EXERCISE REQUIREMENTS >>
Please reproduce the section of the Hepatitis C text that opens with the words containing "It may also" and closes with "is not known.".

++++ PROVIDED TEXT

Understanding HCV

About Hepatitis C

The Hepatitis C Virus (HCV) is a blood-borne virus that enters the body through direct contact with contaminated blood.

The virus attacks cells in the largest internal organ – the liver. There it multiplies, causing liver inflammation and destruction of liver cells. HCV is the leading cause for liver transplants today.

There is no cure or vaccine for Hepatitis C, but there are treatments that can reduce or stop the virus from reproducing in the body and help slow the progression of the disease.

Hepatitis C virus can be “cleared” from the body. Some infected people may clear the virus without treatment after acute infection (approximately 15 – 20% of mono-infected people). Acute infection refers to the first six months of infection, when the body develops antibodies to the new viral infection. HIV/HCV+ people have a lesser chance of viral clearance on their own during acute infection (7 – 10% success rate). For those who do not clear the virus on their own, treatment is recommended during acute infection, because the chances are much better in this early phase of infection that the virus will respond to treatment and be “cleared.”

During chronic infection (after six months and before one might progress over time to advanced liver disease, fibrosis or cirrhosis), if the virus is treated successfully, where there is a sustained virologic response (SVR), meaning the Hepatitis C viral load is undetectable six to 12 months post treatment, then the virus is considered “cleared” from the body.

Symptoms of Hepatitis C:
Sometimes None
Jaundice
Fatigue
Dark Urine
Loss of Appetite
Abdominal Pain
Nausea


How is Hepatitis C spread?

Through blood, blood related products or organs from infected donors. Hepatitis C is transmitted by contact with infected blood or items with another person’s blood on them.

Hepatitis C is easily spread by sharing drug use equipment such as needles, syringes, cotton, cookers, water and ties.

It may also be spread by crack pipes and straws used to sniff drugs.

Non-professional tattoos and body piercing can also lead to the transmission of Hepatitis C.

Sexual transmission of HCV is possible. There are a growing number of new cases reported of infection due to sexual transmission, including co-infections with HIV.

HCV is not easily spread through sex; however, sexual transmission of HCV is possible. There are a growing number of new cases reported of infection due to sexual transmission, including co-infections with HIV. In about 10% of cases, the route of infection is not known.

++++++++
++++ ENTRIES SUPPLIED

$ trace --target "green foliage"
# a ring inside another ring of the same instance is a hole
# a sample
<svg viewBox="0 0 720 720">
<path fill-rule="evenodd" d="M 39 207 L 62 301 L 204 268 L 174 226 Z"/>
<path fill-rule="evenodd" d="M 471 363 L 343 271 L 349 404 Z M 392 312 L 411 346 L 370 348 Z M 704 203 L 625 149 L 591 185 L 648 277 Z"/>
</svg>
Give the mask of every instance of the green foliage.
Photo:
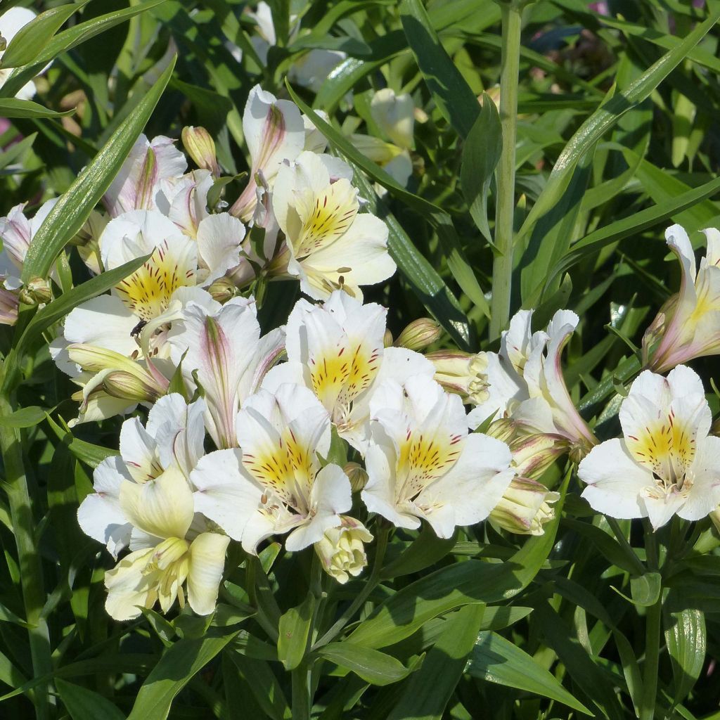
<svg viewBox="0 0 720 720">
<path fill-rule="evenodd" d="M 497 349 L 494 218 L 512 149 L 512 310 L 535 307 L 546 321 L 560 307 L 578 314 L 565 351 L 570 397 L 600 440 L 616 436 L 619 402 L 644 362 L 635 350 L 679 287 L 663 230 L 680 222 L 697 244 L 695 231 L 720 222 L 720 4 L 593 4 L 610 14 L 580 0 L 527 4 L 514 148 L 503 147 L 495 102 L 508 91 L 497 87 L 500 4 L 273 0 L 266 58 L 254 1 L 3 4 L 0 13 L 42 14 L 0 61 L 0 215 L 60 199 L 22 271 L 54 297 L 21 305 L 17 325 L 0 332 L 0 716 L 719 716 L 717 531 L 675 518 L 653 557 L 636 523 L 608 522 L 578 498 L 570 460 L 541 478 L 563 497 L 540 536 L 485 523 L 439 539 L 427 525 L 375 523 L 369 567 L 346 585 L 319 579 L 312 549 L 266 545 L 257 559 L 235 549 L 217 608 L 202 618 L 174 608 L 112 621 L 111 562 L 76 532 L 92 470 L 117 453 L 120 420 L 68 426 L 76 388 L 48 346 L 71 310 L 148 258 L 90 278 L 70 250 L 141 133 L 207 127 L 225 171 L 211 204 L 234 200 L 252 172 L 242 115 L 256 84 L 294 101 L 351 165 L 398 267 L 366 297 L 389 308 L 396 336 L 431 315 L 445 333 L 433 349 Z M 322 49 L 346 57 L 311 90 L 292 73 Z M 16 98 L 34 78 L 35 99 Z M 351 137 L 382 134 L 370 103 L 385 87 L 418 109 L 405 186 Z M 287 319 L 297 297 L 288 287 L 264 287 L 264 330 Z M 716 361 L 693 366 L 709 377 Z M 331 456 L 353 459 L 337 436 Z"/>
</svg>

++++++++

RESPONSE TO THIS EXERCISE >>
It may also be spread by crack pipes and straws used to sniff drugs.

Non-professional tattoos and body piercing can also lead to the transmission of Hepatitis C.

Sexual transmission of HCV is possible. There are a growing number of new cases reported of infection due to sexual transmission, including co-infections with HIV.

HCV is not easily spread through sex; however, sexual transmission of HCV is possible. There are a growing number of new cases reported of infection due to sexual transmission, including co-infections with HIV. In about 10% of cases, the route of infection is not known.